START Entries shown

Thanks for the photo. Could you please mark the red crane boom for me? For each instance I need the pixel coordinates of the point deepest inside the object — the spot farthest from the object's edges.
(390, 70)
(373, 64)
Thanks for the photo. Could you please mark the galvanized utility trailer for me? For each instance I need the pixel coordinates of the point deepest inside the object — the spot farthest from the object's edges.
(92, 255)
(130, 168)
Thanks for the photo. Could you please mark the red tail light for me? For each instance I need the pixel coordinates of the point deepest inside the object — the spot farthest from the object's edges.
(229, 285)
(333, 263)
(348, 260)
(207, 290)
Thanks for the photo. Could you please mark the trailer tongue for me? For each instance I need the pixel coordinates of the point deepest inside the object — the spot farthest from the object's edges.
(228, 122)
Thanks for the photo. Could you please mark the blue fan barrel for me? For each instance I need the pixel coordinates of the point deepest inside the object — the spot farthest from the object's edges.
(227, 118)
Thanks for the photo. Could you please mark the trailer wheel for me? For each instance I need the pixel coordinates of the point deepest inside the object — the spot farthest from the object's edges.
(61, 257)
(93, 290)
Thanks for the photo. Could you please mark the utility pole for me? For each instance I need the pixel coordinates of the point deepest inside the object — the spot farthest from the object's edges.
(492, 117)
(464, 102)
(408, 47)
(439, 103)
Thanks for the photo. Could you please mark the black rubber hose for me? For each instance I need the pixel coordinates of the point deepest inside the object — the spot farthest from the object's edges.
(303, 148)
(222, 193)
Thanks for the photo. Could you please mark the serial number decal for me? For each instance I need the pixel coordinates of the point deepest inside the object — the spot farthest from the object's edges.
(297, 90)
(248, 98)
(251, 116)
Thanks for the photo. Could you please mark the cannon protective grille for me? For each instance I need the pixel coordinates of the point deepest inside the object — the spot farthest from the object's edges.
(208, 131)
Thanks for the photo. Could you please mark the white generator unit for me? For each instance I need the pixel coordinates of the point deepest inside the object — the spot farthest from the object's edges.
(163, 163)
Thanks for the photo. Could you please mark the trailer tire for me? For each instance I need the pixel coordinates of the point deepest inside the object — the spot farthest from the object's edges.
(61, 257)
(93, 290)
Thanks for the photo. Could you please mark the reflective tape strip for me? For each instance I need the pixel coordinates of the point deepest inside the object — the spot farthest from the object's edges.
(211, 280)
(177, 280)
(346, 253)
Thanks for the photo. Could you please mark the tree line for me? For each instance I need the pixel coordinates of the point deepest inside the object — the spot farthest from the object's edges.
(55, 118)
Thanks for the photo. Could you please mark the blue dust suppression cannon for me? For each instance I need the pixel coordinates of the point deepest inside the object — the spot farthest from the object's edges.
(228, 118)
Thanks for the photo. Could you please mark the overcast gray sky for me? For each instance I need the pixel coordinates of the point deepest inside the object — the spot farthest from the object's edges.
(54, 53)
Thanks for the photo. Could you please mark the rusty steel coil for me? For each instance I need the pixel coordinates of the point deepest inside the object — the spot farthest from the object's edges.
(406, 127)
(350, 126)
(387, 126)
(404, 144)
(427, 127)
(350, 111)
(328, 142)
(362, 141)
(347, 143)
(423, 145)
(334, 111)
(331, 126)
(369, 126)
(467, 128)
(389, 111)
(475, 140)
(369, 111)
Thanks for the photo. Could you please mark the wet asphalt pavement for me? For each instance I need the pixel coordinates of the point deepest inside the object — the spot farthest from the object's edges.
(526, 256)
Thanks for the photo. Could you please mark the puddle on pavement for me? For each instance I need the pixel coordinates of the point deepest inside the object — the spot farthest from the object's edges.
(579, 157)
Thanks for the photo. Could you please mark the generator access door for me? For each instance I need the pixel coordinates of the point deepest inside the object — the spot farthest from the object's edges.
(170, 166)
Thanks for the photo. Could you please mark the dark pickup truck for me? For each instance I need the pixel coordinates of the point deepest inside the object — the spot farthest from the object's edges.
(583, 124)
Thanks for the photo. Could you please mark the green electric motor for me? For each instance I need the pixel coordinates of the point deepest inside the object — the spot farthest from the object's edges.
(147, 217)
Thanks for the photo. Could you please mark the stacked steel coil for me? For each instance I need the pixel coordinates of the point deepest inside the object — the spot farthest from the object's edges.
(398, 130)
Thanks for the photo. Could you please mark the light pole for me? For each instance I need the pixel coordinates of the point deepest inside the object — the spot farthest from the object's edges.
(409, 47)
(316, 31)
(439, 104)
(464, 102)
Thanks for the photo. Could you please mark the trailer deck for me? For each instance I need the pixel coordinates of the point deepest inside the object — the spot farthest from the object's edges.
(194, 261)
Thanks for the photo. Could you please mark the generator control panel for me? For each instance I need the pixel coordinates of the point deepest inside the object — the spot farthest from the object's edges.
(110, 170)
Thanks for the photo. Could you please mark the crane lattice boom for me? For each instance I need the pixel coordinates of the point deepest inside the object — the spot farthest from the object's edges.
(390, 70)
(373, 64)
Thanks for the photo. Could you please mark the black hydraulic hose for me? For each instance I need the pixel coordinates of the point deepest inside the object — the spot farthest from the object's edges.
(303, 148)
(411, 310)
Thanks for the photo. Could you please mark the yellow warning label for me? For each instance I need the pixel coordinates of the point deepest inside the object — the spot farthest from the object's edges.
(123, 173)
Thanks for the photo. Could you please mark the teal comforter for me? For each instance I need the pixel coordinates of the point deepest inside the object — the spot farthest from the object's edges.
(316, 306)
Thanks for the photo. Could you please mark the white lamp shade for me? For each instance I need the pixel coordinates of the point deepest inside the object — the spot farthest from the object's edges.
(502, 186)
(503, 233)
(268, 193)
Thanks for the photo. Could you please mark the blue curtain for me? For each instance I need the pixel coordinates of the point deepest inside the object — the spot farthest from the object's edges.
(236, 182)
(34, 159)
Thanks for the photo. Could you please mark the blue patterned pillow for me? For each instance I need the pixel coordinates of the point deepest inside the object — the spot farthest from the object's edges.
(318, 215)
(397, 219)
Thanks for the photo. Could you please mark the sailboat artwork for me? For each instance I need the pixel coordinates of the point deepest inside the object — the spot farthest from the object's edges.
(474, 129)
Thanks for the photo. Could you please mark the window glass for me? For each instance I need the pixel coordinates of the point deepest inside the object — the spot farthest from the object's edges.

END Entries shown

Short exercise:
Put every line of the material above into a Markdown table with the columns Row and Line, numbering the lines in order and leaving out any blank lines.

Finished answer:
| Row | Line |
|---|---|
| 1 | Thanks for the photo. Could you please mark the red crane boom for me? For each instance I need the pixel coordinates of the point deepest inside the object — the spot farthest from the object's edges. |
| 2 | (390, 70) |
| 3 | (373, 64) |
| 4 | Thanks for the photo. Could you please mark the galvanized utility trailer for me? For each instance I need the pixel coordinates of the point deepest inside the object — the spot farthest from the object's edges. |
| 5 | (92, 255) |
| 6 | (130, 168) |
| 7 | Thanks for the photo. Could you please mark the red tail light for me? For each instance I need the pixel coordinates of the point deepest inside the object — the spot farthest from the object's edges. |
| 8 | (229, 285) |
| 9 | (333, 263) |
| 10 | (348, 260) |
| 11 | (207, 290) |
| 12 | Thanks for the photo. Could you please mark the trailer tongue for me? For each instance I need the pixel coordinates of the point deepest inside the object — the spot farthest from the object's edges. |
| 13 | (228, 122) |
| 14 | Thanks for the photo. Could you please mark the blue fan barrel for me? For each instance I need the pixel coordinates of the point deepest inside the object — the spot farthest from the object's edges. |
| 15 | (227, 118) |
| 16 | Thanks for the photo. Could you please mark the trailer wheel for me? For each instance I need the pixel coordinates of the point deepest inside the object — the spot farthest from the object's edges. |
| 17 | (61, 257) |
| 18 | (93, 290) |
| 19 | Thanks for the photo. Could you please mark the utility pole for me? For each instance I need the pixel coordinates of the point deepest inside the object — the spot farthest from the object's edges. |
| 20 | (492, 117) |
| 21 | (464, 102) |
| 22 | (408, 47) |
| 23 | (439, 103) |
| 24 | Thanks for the photo. Could you please mark the black rubber hose for me? For each instance I need the pixel coordinates of the point deepest inside the object — the spot farthest from the object's edges. |
| 25 | (303, 148) |
| 26 | (222, 193) |
| 27 | Thanks for the photo. Could you please mark the serial number decal for me? For each instance I need the pixel coordinates of the point deepest inside the object — the spot farthest from the object's edges. |
| 28 | (297, 90) |
| 29 | (248, 98) |
| 30 | (251, 116) |
| 31 | Thanks for the photo. Could you please mark the cannon protective grille for me? For each instance I need the pixel coordinates of the point deepest inside the object — the spot farthest from the object's edges. |
| 32 | (208, 131) |
| 33 | Thanks for the photo. Could you please mark the white generator unit for me? For each instance I need the pixel coordinates of the point deepest inside the object — the spot farthest from the object's edges. |
| 34 | (163, 163) |
| 35 | Thanks for the photo. Could you please mark the trailer tire for me? For each instance I need the pixel coordinates of the point deepest inside the object — the spot farthest from the object's edges. |
| 36 | (61, 257) |
| 37 | (93, 290) |
| 38 | Thanks for the photo. Could you please mark the reflective tape strip for me? For each instance I need the pixel coordinates of the point deepest inside the object — the spot farthest from the object's edges. |
| 39 | (211, 280) |
| 40 | (177, 280) |
| 41 | (346, 253) |
| 42 | Thanks for the photo. Could you please mark the tree line for me? For each instance I need the pixel coordinates of the point deepest inside the object — the spot farthest from the object's edges. |
| 43 | (55, 118) |
| 44 | Thanks for the photo. Could you please mark the blue dust suppression cannon for me? For each instance I need the pixel coordinates of the point deepest inside the object — the spot farthest from the object's edges. |
| 45 | (228, 118) |
| 46 | Thanks for the photo. Could you please mark the overcast gray sky for me? For each instance I need the pixel coordinates of the point deepest inside the object — the spot farthest from the object's edges. |
| 47 | (54, 53) |
| 48 | Thanks for the photo. Could you please mark the rusty steel coil for me? For each instance I need the pixel coordinates of the point deepest inside the object — the spot farthest from the object's edges. |
| 49 | (406, 127) |
| 50 | (350, 126) |
| 51 | (387, 126) |
| 52 | (404, 144) |
| 53 | (427, 127) |
| 54 | (350, 111) |
| 55 | (328, 142) |
| 56 | (362, 141) |
| 57 | (347, 143) |
| 58 | (423, 145) |
| 59 | (334, 111) |
| 60 | (331, 126) |
| 61 | (369, 126) |
| 62 | (467, 128) |
| 63 | (389, 111) |
| 64 | (475, 140) |
| 65 | (369, 111) |
| 66 | Thanks for the photo. Could you please mark the wet asphalt pavement for me? For each instance I need the pixel coordinates of the point deepest inside the object — the spot farthest from the object's edges. |
| 67 | (526, 256) |
| 68 | Thanks for the photo. Could you please mark the puddle on pavement for me? For each instance I need the pixel coordinates of the point deepest inside the object — the spot farthest from the object's edges. |
| 69 | (579, 157) |
| 70 | Thanks for the photo. Could you please mark the generator access door for me? For each instance I need the pixel coordinates of the point deepest inside the object — the spot farthest from the object's edges. |
| 71 | (170, 166) |
| 72 | Thanks for the photo. Could you please mark the dark pickup truck for me? For each instance I need the pixel coordinates of the point deepest inside the object — the spot farthest from the object's edges. |
| 73 | (583, 124) |
| 74 | Thanks for the photo. Could you please mark the green electric motor for me? For each instance I need the pixel coordinates of the point deepest inside the object — the spot farthest from the object's edges. |
| 75 | (147, 217) |
| 76 | Thanks for the photo. Could you please mark the stacked steel coil for me? For each instance I need the pixel coordinates of the point deepest inside the object — the spot farthest from the object's edges. |
| 77 | (398, 130) |
| 78 | Thanks for the photo. Could you please mark the light pole for me? For each instance I need the pixel coordinates of the point deepest inside the object — the spot farthest from the object's edges. |
| 79 | (409, 47) |
| 80 | (316, 31) |
| 81 | (439, 104) |
| 82 | (464, 102) |
| 83 | Thanks for the photo. Could you please mark the trailer deck for me? For each instance I need the pixel coordinates of the point deepest inside the object — the spot farthest from the object's edges. |
| 84 | (194, 261) |
| 85 | Thanks for the photo. Could you please mark the generator control panel for me? For each instance I need the pixel coordinates of the point deepest inside the object — the spot farthest from the object's edges. |
| 86 | (110, 170) |
| 87 | Thanks for the photo. Could you please mark the crane lattice boom for me? For each instance I need the pixel coordinates of the point deepest inside the object — the spot farthest from the object's edges. |
| 88 | (390, 70) |
| 89 | (373, 64) |
| 90 | Thanks for the photo. Could you please mark the black hydraulic hose for me? For each instance I need the pixel coordinates of the point deepest inside the object — the spot farthest from the object's edges. |
| 91 | (303, 148) |
| 92 | (411, 310) |
| 93 | Thanks for the photo. Could you please mark the yellow warning label for me? For each instance I need the pixel coordinates of the point deepest inside the object — the spot farthest from the object's edges. |
| 94 | (123, 173) |
| 95 | Thanks for the photo. Could you please mark the teal comforter for me? For each instance I need the pixel coordinates of the point deepest inside the object — the spot farthest from the object's edges. |
| 96 | (316, 306) |
| 97 | Thanks for the photo. Could you please mark the white lamp shade for me? For each instance I need the pixel coordinates of the point deepest inside the object — the spot farthest from the object's edges. |
| 98 | (502, 186) |
| 99 | (503, 233) |
| 100 | (268, 193) |
| 101 | Thanks for the photo. Could you please mark the blue curtain for me? For each instance I need the pixel coordinates of the point deepest inside the object — the spot farthest from the object's edges. |
| 102 | (236, 182) |
| 103 | (34, 159) |
| 104 | Thanks for the photo. Could you please mark the blue patterned pillow for me? For each instance I need the pixel coordinates of the point deepest inside the object — the spot farthest from the object's edges. |
| 105 | (318, 215) |
| 106 | (397, 219) |
| 107 | Thanks for the photo. Could you please mark the sailboat artwork for me? For each instance I need the pixel coordinates of the point deepest inside the object — the spot farthest from the object's edges. |
| 108 | (474, 129) |
| 109 | Thanks for the photo. Could you please mark the window glass for me? For each instance I need the pixel coordinates of the point deepest inside the object — the spot farthest from the object's edges. |